STATED EXERCISE.
Reproduce each of the records below line for line, changing nothing.

Dataset records on object locations:
-.-.-
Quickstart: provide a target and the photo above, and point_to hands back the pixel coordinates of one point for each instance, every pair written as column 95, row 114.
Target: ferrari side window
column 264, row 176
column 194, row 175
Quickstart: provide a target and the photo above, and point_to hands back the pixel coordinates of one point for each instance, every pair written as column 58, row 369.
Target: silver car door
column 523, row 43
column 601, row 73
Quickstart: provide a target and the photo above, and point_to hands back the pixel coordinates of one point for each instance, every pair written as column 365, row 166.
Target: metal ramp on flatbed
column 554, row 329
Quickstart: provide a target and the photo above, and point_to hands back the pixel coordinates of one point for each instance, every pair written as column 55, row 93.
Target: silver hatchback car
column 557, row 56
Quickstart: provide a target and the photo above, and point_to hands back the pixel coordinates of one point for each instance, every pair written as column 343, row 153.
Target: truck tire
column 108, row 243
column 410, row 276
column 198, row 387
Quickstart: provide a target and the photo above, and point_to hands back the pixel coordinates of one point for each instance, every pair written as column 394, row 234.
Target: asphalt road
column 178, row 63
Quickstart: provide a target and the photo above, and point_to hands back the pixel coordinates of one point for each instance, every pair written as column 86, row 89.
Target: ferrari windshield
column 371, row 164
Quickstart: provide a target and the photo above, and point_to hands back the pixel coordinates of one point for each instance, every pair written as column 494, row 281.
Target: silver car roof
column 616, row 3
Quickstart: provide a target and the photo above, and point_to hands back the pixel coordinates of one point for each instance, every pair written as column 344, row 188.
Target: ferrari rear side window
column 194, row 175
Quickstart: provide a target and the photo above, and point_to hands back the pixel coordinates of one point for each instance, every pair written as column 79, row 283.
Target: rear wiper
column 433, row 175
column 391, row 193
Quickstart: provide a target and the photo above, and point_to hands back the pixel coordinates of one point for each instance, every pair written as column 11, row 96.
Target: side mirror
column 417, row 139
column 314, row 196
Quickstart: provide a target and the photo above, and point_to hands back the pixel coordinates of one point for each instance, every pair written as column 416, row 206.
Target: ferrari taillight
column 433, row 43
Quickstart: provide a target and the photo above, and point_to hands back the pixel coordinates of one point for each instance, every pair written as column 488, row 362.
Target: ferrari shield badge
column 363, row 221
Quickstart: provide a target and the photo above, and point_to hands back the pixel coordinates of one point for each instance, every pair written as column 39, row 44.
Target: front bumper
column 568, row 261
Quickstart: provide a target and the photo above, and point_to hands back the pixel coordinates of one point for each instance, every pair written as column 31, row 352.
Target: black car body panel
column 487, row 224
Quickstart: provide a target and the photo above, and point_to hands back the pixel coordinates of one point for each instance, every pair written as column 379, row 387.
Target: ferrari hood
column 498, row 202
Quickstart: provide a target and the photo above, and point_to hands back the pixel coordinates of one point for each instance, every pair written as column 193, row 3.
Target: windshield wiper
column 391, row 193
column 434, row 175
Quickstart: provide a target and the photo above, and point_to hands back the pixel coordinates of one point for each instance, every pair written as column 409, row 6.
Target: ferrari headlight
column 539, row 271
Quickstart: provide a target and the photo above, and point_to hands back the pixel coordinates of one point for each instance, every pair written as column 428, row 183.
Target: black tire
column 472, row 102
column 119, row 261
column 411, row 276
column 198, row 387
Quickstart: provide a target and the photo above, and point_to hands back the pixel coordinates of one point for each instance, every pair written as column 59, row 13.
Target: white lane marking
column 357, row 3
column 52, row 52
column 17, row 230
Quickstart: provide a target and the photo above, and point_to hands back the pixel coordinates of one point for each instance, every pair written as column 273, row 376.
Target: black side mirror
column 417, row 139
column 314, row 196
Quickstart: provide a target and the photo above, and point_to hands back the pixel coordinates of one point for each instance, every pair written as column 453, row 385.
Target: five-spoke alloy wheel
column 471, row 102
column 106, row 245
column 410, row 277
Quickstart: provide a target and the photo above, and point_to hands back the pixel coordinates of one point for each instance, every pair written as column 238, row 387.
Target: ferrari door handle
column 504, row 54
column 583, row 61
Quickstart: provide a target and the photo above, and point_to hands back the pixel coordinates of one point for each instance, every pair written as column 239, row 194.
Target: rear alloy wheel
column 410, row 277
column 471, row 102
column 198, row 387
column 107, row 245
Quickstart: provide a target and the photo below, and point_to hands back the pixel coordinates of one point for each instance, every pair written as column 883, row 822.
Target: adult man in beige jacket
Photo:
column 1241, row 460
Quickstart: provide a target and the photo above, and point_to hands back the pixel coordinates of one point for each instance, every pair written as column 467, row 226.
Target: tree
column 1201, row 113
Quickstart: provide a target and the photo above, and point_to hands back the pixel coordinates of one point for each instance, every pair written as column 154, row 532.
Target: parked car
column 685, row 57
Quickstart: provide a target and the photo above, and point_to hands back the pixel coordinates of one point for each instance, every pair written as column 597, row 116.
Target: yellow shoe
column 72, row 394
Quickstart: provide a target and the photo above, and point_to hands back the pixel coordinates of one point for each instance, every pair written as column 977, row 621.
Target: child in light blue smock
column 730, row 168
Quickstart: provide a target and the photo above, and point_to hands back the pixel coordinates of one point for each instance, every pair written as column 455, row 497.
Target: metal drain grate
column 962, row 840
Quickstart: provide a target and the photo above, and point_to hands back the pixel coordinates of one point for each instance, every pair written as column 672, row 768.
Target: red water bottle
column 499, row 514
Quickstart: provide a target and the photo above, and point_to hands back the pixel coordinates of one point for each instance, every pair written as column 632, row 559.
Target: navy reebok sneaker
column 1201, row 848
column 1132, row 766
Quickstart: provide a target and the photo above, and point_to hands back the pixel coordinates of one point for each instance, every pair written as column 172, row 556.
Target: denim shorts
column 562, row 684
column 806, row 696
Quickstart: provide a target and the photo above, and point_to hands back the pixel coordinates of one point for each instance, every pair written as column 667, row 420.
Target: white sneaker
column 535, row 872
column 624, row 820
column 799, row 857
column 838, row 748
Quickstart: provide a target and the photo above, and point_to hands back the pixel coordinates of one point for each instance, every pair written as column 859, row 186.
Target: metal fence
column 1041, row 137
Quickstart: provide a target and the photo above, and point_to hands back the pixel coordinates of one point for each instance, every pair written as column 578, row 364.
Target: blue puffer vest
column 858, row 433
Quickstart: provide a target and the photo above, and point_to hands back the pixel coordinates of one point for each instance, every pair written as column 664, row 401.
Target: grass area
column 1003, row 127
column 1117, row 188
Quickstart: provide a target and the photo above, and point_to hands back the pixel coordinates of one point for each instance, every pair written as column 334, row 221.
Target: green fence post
-.-.-
EXPECTED ANSWER.
Quickstart: provide a target and the photo above, and point_to hands back the pixel coordinates of one point for each instance, every pair written as column 95, row 114.
Target: ferrari side window
column 264, row 176
column 194, row 175
Quickstart: provide a target and the photo above, and point_to hands back the pixel coordinates of one point for each instance, every pair written as column 58, row 369.
Target: silver car door
column 523, row 43
column 601, row 73
Quickstart: provide a target and the photo above, and point_to hands back the pixel coordinates of one point for each instance, every pair written as column 365, row 166.
Target: metal ramp on flatbed
column 554, row 329
Quickstart: provide a target and the photo above, and point_to hands back the pixel coordinates of one point for each instance, every pair written as column 55, row 93.
Target: silver hatchback car
column 557, row 56
Quickstart: provide a target and the photo above, and point_to hands back the pixel coordinates of one point for each instance, every pair written as column 343, row 153.
Target: truck tire
column 108, row 243
column 410, row 276
column 198, row 387
Quickstart: provide a target and the photo above, and point_to hands back the pixel coordinates of one point for each instance, every pair written as column 394, row 234.
Target: asphalt road
column 178, row 63
Quickstart: provide a target and the photo above, and point_to hands back the pixel coordinates of one point for each instance, every pair written as column 86, row 89.
Target: ferrari windshield
column 371, row 164
Quickstart: provide a target and the photo above, and point_to hands back the pixel coordinates of one point for each instance, every pair written as column 494, row 281.
Target: silver car roof
column 616, row 3
Quickstart: provide a target and the photo above, and point_to hands back the pixel coordinates of one point for each instance, every pair written as column 344, row 188.
Target: ferrari rear side window
column 194, row 175
Quickstart: provide a target and the photo above, and point_to hands back the pixel coordinates of one point for each instance, every pair written as column 79, row 283.
Target: rear wiper
column 433, row 175
column 391, row 193
Quickstart: provide a target and the photo above, and point_to hands back the pixel coordinates of one point for each instance, every pair written as column 11, row 96.
Target: side mirror
column 417, row 139
column 314, row 196
Quickstart: provide a target and the photo above, and point_to hands back the pixel coordinates of one point for each instance, every pair written as column 416, row 206.
Target: ferrari taillight
column 433, row 43
Quickstart: provide a target and the photo above, and point_to hands back the pixel coordinates of one point for each instance, every pair written as column 488, row 362.
Target: ferrari shield badge
column 363, row 221
Quickstart: provide a target and the photo above, and point_to hands back the pixel coordinates of one point for each instance, every pair written as column 39, row 44.
Target: front bumper
column 568, row 261
Quickstart: provide a target and the photo above, and point_to hands back the pixel coordinates of one point for each instance, every pair written as column 31, row 352.
Target: black car body panel
column 487, row 224
Quickstart: provide a target and the photo above, and point_to hands back the pixel coordinates of one point for each instance, every pair written as column 379, row 387.
Target: ferrari hood
column 498, row 202
Quickstart: provide a target and the photo above, and point_to hands back the pixel coordinates of one point for each instance, every pair written as column 193, row 3.
Target: windshield wiper
column 391, row 193
column 434, row 175
Quickstart: provide a target and the photo above, and point_to hands back the pixel coordinates of one point for each instance, every pair written as column 409, row 6.
Target: ferrari headlight
column 539, row 271
Quickstart: provide a target and the photo above, and point_to hands back the pixel coordinates of one point for each instance, every pair written as column 428, row 183.
Target: black tire
column 472, row 102
column 119, row 261
column 411, row 276
column 198, row 387
Quickstart: provide a target and the photo above, and point_to hands back the pixel coordinates of one point for each instance, every pair written as column 59, row 13.
Target: white lane marking
column 357, row 3
column 52, row 52
column 17, row 230
Quickstart: provide a target and the photo above, and point_to hands back the pixel coordinates of one point for each instance, every pair written as column 273, row 376.
Target: black side mirror
column 417, row 139
column 314, row 196
Quickstart: provide a target and the photo above, and point_to hands back the pixel coordinates of one point for each instance, every pair written as column 453, row 385.
Target: five-spoke alloy wheel
column 471, row 102
column 106, row 245
column 410, row 277
Quickstart: provide a target and the photo above, and point_to hands back the pixel coordinates of one point for each instance, every pair written as column 238, row 387.
Target: ferrari door handle
column 504, row 54
column 583, row 61
Quickstart: provide a target and the photo above, and point_to hands back the pixel coordinates of one point for each instance, every pair written as column 239, row 194.
Target: rear alloy wheel
column 410, row 277
column 471, row 102
column 198, row 387
column 107, row 245
Quickstart: provide a target and the photo below, and point_to hands back the pixel coordinates of one point for each instance, every pair written as column 883, row 822.
Target: adult man in beige jacket
Photo:
column 1241, row 460
Quickstart: provide a target and the photo above, and point_to hands back the pixel coordinates of one point for each instance, every pair written as column 467, row 226.
Target: tree
column 1201, row 113
Quickstart: provide a target and the photo above, and point_to hands back the pixel coordinates of one point for each instance, every pair written as column 154, row 532.
Target: parked car
column 685, row 57
Quickstart: provide a target and the photo above, and point_to hands back the pixel coordinates of one point for each instance, every pair written as column 597, row 116.
Target: yellow shoe
column 72, row 394
Quickstart: provide a target and the photo above, and point_to hands back the pixel coordinates of one point for each instance, every pair written as column 977, row 621.
Target: child in light blue smock
column 730, row 168
Quickstart: provide a target and the photo above, and point_to hands back the pixel coordinates of one point for each instance, every pair written as column 455, row 497.
Target: metal drain grate
column 962, row 840
Quickstart: provide a target and the photo above, and point_to hands back the pixel coordinates of one point for each instance, every pair written as column 672, row 768.
Target: red water bottle
column 499, row 514
Quickstart: provide a target and the photo above, and point_to hands back the pixel coordinates of one point for each instance, every pair written as column 632, row 559.
Target: navy reebok sneaker
column 1201, row 848
column 1132, row 766
Quickstart: provide a target and the photo above, and point_to hands back the pixel coordinates of one point for each instance, every pair written as column 172, row 556.
Target: denim shorts
column 562, row 684
column 806, row 696
Quickstart: provide a target and the photo above, and point_to hands back the pixel coordinates of one point for each instance, every pair written as column 667, row 420.
Target: white sneaker
column 535, row 872
column 624, row 820
column 799, row 857
column 838, row 748
Quickstart: provide a target and the photo above, and point_to hands back the pixel coordinates of one point for each instance, every pair written as column 859, row 186.
Target: metal fence
column 1041, row 137
Quickstart: provide a target and the photo above, and point_to hands back the pixel coordinates of one point for each instance, every pair written as column 578, row 364.
Target: blue puffer vest
column 858, row 433
Quickstart: provide a target and the photo above, and point_to hands back the pixel coordinates of one point for each instance, every pair written as column 664, row 401.
Target: grass area
column 1003, row 127
column 1117, row 188
Quickstart: provide a target and the photo above, and point_to hands back the pixel coordinates of one point for each instance, every pair written as column 334, row 221.
Target: green fence post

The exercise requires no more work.